*TASK MATERIAL*:
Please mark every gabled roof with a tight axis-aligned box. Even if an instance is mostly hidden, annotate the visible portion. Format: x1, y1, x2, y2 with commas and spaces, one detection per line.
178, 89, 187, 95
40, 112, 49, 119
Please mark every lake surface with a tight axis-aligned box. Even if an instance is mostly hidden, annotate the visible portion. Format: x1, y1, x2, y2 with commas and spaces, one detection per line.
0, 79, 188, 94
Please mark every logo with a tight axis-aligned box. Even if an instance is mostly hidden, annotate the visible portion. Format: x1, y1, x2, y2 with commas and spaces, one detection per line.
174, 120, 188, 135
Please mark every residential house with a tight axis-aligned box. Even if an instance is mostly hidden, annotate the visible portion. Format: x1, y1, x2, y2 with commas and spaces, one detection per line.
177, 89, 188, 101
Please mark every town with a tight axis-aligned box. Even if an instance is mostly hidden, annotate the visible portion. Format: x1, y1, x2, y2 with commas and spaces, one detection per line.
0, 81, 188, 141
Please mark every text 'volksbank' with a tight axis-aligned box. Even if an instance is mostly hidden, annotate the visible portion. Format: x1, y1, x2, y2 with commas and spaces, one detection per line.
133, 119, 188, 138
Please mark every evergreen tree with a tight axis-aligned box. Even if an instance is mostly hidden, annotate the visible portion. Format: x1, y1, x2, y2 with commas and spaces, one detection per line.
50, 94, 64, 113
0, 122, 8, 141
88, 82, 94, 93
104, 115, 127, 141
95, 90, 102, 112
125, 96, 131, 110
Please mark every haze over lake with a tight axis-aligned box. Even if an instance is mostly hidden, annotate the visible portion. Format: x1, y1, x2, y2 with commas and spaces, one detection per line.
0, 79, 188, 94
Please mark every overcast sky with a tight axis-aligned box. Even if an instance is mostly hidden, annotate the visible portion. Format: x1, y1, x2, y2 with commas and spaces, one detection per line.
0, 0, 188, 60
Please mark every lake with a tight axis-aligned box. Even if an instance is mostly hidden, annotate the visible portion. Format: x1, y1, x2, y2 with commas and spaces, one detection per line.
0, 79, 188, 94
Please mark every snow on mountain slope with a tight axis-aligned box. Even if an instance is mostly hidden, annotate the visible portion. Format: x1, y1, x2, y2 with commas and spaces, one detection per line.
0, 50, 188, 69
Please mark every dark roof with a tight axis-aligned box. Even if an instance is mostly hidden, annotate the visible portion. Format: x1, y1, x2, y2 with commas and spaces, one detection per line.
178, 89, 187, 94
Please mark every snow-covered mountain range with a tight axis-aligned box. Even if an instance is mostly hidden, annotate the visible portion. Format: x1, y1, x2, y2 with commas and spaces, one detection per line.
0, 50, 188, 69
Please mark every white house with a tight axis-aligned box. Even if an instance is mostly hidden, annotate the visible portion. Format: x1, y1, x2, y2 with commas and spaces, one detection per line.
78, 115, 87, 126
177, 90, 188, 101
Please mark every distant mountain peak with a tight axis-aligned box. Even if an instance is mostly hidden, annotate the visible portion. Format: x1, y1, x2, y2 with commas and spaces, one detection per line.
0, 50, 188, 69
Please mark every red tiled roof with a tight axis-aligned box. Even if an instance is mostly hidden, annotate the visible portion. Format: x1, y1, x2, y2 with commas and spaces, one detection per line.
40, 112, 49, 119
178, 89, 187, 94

*SHORT PROBLEM*:
Edit the rows from the line that contains "Please mark every snow-covered" through the end of the rows, replacing "axis-aligned box" with "rectangular box" and leaving everything else unchanged. Give back only those lines.

*WRITTEN ANSWER*:
Please mark every snow-covered mountain range with a tight rectangular box. Even if an instance is mostly hidden, annotate the visible portion. Format: x1, y1, x2, y2 with commas and spaces, one detection per line.
0, 50, 188, 69
Please mark every white house with a tight rectangular box. Even if an instance is mostly hidden, annotate the visible portion. Format: x1, y1, x2, y2 with commas and spaces, one detection per line.
78, 115, 87, 126
177, 90, 188, 101
Please mark every distant mountain peak with a tight rectangular box. Even if an instance is mostly hidden, annotate the visible portion. Format: x1, y1, x2, y2 with commas and spaces, one detection per line.
0, 50, 188, 69
Please mark every red tiled roof with a tight rectangular box. Even if an instance is mostly hidden, annotate the visible portion. Format: x1, y1, x2, y2 with commas and spaces, one detection per line.
40, 112, 49, 119
178, 89, 187, 94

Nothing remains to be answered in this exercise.